Quoted text ->

Andrick Cora Jackson (born November 6, 1978), aka Corey Jackson, is a former American football player who was a defensive lineman in the National Football League (NFL) from 2003 to 2007.  Jackson played for the Cleveland Browns and the Denver Broncos. Jackson officially retired from the NFL in 2008. After retiring from the NFL, Jackson became a professional speaker and was featured on several television networks, newspapers, and magazines. Jackson is currently the CEO of Qwerkz, a social networking platform and database that allows athletes to form professional networks and find business opportunities.

Early life 

On November 6, 1978, Andrick Cora Jackson was born in Camden, South Carolina to Andrew and Juanita Jackson. He attended North Central High School in Kershaw, South Carolina where he played basketball and ran track. In 1997, Jackson received an All Area MVP Award in basketball for the 1996-1997 basketball season. He was also named to the all-conference and all-defensive team.

College career (1998 - 2003) 

In 1998, at the age of 19, Jackson quit his job at Walmart and bought a one-way Greyhound bus ticket to Ranger, Texas. He attended Ranger College from 1998 to 2000 and received an associate degree. While at Ranger College, Jackson played basketball under head coach Todd Neighbors, where he averaged 16.5 points, 11.0 rebounds, 2.0 assists and 2.0 blocked shots per game.  During the 1999-2000 basketball season, his team posted a 17-13 record.

Record list ->
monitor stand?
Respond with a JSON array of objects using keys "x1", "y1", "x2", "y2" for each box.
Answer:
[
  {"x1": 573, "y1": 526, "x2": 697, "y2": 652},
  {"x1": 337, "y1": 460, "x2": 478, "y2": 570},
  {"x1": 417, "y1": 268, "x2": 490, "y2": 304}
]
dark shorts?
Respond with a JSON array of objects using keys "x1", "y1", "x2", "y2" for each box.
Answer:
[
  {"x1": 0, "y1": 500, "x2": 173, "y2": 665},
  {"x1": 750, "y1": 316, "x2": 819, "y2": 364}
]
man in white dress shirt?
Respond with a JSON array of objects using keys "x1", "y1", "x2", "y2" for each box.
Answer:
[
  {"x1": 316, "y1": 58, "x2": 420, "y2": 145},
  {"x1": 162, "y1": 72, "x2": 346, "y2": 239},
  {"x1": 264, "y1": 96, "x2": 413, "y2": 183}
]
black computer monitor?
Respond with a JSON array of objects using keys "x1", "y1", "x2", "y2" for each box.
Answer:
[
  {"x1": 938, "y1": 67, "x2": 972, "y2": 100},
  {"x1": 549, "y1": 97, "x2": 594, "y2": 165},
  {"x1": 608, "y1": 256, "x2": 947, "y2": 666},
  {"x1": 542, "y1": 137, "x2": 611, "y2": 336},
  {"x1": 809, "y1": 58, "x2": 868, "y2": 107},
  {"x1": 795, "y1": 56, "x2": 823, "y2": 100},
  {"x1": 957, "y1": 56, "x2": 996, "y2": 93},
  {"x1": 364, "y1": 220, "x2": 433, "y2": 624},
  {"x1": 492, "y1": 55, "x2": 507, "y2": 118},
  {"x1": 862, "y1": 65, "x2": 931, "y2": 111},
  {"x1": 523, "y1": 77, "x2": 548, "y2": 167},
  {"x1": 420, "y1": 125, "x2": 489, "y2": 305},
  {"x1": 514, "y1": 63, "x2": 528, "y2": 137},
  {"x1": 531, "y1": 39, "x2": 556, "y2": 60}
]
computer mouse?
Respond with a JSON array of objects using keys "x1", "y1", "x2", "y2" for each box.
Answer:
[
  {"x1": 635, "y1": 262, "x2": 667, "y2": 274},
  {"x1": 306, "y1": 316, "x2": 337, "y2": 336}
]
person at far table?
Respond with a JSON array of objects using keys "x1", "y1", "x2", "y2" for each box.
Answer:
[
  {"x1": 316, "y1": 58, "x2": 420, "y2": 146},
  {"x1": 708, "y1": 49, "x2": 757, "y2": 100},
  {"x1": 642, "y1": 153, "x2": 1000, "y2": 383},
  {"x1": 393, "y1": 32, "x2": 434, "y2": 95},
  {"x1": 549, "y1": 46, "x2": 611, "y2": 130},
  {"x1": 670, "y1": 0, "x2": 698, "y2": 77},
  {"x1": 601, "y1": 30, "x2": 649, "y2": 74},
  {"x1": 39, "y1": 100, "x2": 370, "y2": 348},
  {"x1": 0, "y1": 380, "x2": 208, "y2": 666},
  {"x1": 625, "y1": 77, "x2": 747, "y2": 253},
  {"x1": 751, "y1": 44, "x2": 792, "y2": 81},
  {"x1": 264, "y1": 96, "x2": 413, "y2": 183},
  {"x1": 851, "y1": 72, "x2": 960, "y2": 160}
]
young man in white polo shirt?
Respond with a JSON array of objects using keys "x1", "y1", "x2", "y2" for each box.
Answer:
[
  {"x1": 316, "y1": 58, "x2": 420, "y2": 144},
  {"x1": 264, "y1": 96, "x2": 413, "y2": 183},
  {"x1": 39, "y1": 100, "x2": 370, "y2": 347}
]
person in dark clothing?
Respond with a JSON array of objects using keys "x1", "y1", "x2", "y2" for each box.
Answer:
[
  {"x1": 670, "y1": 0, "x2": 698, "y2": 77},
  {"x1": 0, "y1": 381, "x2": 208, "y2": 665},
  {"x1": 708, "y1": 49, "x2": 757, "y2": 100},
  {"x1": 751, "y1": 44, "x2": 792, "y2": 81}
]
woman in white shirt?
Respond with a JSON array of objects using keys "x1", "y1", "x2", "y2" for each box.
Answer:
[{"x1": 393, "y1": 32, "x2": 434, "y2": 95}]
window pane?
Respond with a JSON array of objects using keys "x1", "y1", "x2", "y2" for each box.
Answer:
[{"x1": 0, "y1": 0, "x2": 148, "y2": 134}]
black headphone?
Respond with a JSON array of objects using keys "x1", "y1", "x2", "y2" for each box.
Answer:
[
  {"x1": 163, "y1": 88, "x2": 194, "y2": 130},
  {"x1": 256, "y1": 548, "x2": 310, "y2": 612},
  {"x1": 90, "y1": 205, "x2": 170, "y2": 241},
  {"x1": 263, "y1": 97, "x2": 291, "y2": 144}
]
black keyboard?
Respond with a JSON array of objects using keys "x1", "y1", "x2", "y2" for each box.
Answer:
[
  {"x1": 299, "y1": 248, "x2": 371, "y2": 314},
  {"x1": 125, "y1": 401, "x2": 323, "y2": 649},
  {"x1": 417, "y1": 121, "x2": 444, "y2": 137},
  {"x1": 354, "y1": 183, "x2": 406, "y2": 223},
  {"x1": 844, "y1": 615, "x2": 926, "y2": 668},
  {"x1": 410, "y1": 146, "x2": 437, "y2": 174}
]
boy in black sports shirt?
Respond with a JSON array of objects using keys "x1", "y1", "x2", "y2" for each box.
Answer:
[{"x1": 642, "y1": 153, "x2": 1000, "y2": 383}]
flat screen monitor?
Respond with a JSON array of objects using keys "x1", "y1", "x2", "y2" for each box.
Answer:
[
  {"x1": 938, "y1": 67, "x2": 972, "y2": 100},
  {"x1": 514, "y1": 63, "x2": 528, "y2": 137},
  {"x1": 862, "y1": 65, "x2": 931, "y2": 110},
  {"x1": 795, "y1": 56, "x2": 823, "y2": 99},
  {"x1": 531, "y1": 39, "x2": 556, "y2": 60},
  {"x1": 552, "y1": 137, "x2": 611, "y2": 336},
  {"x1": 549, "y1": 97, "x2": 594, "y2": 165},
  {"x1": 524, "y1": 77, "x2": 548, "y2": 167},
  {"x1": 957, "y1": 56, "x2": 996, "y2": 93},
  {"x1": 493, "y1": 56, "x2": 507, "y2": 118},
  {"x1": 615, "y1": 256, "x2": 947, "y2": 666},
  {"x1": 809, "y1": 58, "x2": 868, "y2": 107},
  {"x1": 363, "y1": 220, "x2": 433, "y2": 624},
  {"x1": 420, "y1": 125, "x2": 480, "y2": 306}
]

* * *

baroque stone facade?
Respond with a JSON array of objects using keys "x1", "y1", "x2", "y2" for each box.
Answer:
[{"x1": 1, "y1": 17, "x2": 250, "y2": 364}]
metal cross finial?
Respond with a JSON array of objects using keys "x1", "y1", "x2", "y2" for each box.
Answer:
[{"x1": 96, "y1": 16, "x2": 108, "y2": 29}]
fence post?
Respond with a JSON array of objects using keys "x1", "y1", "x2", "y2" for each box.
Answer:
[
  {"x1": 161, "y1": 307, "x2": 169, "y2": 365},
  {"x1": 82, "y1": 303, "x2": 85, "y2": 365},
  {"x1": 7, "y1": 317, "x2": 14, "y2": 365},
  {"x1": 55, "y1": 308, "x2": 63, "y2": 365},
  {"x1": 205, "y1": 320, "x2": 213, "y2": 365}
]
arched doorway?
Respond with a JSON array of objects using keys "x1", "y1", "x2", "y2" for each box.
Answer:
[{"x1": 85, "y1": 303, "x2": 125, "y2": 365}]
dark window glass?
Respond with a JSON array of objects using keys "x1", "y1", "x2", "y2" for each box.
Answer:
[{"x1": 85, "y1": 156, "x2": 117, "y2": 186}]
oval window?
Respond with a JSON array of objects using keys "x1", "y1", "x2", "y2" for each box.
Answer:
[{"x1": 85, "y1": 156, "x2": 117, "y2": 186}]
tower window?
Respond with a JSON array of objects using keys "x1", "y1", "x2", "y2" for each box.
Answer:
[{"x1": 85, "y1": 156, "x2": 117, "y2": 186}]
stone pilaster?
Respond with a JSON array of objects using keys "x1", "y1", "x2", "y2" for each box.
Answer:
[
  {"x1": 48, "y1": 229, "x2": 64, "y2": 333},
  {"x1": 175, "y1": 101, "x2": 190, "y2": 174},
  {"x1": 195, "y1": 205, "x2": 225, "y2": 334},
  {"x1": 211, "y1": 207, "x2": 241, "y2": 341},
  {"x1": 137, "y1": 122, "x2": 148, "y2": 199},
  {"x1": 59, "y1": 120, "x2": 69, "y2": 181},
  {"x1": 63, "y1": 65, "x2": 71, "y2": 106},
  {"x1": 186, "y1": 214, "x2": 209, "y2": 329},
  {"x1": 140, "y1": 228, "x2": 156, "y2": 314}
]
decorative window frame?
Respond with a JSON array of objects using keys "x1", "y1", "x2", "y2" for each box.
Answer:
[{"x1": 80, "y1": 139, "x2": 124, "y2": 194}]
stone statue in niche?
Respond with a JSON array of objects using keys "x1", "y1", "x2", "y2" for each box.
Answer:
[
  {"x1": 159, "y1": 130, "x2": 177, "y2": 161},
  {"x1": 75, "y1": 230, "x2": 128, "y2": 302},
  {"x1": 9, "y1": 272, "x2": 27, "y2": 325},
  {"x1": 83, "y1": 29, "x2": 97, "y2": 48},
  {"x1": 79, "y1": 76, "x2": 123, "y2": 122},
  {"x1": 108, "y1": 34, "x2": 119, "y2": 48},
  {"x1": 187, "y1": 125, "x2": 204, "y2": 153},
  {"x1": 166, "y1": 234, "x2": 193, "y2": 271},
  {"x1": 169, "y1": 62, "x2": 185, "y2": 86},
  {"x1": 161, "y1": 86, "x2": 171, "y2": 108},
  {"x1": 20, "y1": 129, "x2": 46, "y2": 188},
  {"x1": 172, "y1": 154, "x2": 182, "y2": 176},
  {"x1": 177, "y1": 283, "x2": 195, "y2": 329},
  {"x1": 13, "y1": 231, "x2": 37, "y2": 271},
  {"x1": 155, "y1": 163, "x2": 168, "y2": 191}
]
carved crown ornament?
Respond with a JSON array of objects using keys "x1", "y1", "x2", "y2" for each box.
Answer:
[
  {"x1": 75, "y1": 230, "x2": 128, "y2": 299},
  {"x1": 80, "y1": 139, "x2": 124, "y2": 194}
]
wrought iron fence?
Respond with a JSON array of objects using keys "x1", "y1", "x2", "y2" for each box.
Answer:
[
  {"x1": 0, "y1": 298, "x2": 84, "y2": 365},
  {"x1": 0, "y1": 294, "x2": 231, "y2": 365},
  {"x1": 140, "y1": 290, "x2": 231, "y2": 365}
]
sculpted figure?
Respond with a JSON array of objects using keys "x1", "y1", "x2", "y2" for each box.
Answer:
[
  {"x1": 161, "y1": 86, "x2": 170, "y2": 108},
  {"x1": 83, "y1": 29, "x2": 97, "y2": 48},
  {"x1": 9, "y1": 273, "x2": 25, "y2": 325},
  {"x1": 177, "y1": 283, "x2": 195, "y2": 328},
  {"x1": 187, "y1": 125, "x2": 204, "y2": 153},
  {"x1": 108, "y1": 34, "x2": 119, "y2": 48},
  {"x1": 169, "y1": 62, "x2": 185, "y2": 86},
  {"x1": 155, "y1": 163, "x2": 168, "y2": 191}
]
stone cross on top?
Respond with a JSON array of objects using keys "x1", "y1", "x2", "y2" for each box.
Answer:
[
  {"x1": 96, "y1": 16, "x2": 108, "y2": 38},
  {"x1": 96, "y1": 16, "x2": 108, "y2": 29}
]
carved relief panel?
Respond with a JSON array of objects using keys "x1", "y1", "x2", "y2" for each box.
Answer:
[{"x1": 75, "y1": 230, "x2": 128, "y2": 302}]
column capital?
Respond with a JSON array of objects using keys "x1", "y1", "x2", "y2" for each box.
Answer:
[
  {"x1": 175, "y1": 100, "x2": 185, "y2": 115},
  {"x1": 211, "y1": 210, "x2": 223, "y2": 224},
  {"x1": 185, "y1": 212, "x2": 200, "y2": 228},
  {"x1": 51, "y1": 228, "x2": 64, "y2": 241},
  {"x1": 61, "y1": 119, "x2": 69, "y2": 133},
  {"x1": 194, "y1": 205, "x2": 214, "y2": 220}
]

Given instruction A -> Count the lines in the two blocks of entries that contain the string "window", treating uppercase and lowercase as distinct, and give only the number.
Given instruction B -> Extend the Corey Jackson biography, picking up right after its last sentence.

Output A -> 5

Output B ->
After graduating from Ranger College in 2000, Jackson earned a basketball scholarship to the University of Nevada where he received a degree in speech communications. While at the University of Nevada, Jackson was voted team captain, finished sixth in the nation in rebounding, and averaged 9.9 points and 11.1 rebounds per game. Additionally, he was on the WAC all-defensive team and earned the Alpha Male of the Year Award.

NFL career (2003 - 2008) 
In 2003, after deciding against playing professional basketball overseas, Jackson returned to the University of Nevada to continue his studies and was offered an opportunity to play football by the school's head football coach. Jackson played only 12 plays of college football and posted stats of 1 blocked field goal, 1 pass break up, and 1 tackle. 

In 2003, Jackson signed with the Cleveland Browns as a rookie free agent and participated on the practice squad. In 2004, Jackson signed a two-year contract with the Cleveland Browns and was added to the active roster, appearing in one game that season. During the 2004 season, Jackson played in NFL Europe, where he won Defensive MVP of the League. The Cleveland Browns released Jackson in 2005. But, shortly thereafter, he signed a contract with the Denver Broncos where he participated on the Broncos' practice squad. In 2006, he signed a two-year contract with the Denver Broncos. In September 2006, Jackson became injured and eventually was released by the Broncos. Jackson officially retired from the NFL in 2008.

Later career (2008 - 2016) 

Prior to his official retirement from the NFL in 2008, Jackson formed his own company, Corey Jackson Speaks, which focused on motivational speaking. Jackson provides free daily inspirational messages on social media sites such as Facebook, LinkedIn, YouTube and Twitter. Corey also co-founded Stone Lion, a real estate investment trust.

Qwerkz (2017 - present) 
In 2017, Jackson launched Qwerkz, social networking platform and database which aims to help professional athletes and former athletes to develop professional relationships and launch business enterprises. Jackson compared the platform to LinkedIn in a 2017 interview with HuffPost. Jackson found that it was often difficult for young athletes to adapt to new careers after their athletic careers were over, and that many lacked the resumes and professional connections to be successful entrepreneurs.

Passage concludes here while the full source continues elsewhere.